--- Start EXCERPT PROVIDED ---

GAO found that the Department of Defense (DOD) and the military services' obligations and acquisitions are limited during a Continuing Resolution (CR), but they have some practices in place to minimize the effects. Specifically, GAO found that for selected appropriations' accounts for fiscal years 2017 through 2020, the military services tended to obligate, (i.e., make a legal commitment to pay for goods or services), a lower percentage of their total annual obligations in the first quarter of the fiscal year—when DOD is most likely to be operating under a CR—as compared with the other quarters (see figure).

Military Services' Average Obligations by Quarter of Operation and Maintenance Appropriations, Fiscal Years 2017–2020

Military Services' Average Obligations by Quarter of Operation and Maintenance Appropriations, Fiscal Years 2017–2020

Note: Percentages may not add due to rounding. Although DOD officials reported acquisitions were constrained by CR provisions that restrict starting new programs and production rate increases, the programs GAO reviewed were able to avoid delays or cost increases during the fiscal years with CRs. The military services have instituted some practices to minimize the effects of CRs, including initiating service contract start dates after the first quarter of the fiscal year and postponing nonessential purchases and training to later in the fiscal year.

--- End EXCERPT PROVIDED ---

## STATED PROBLEM
List every practice the excerpt on continuing resolutions says the military services use to minimize the effects of CRs. The data after this point is separate material with no connection to the excerpt on continuing resolutions.

--- Start MATERIAL ---

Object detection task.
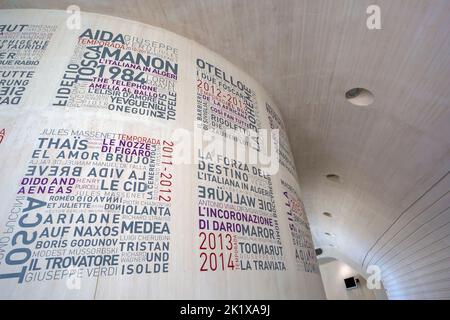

--- End MATERIAL ---

## THE OUTPUT
- Starting service contracts after the first quarter of the fiscal year
- Postponing nonessential purchases to later in the fiscal year
- Postponing nonessential training to later in the fiscal year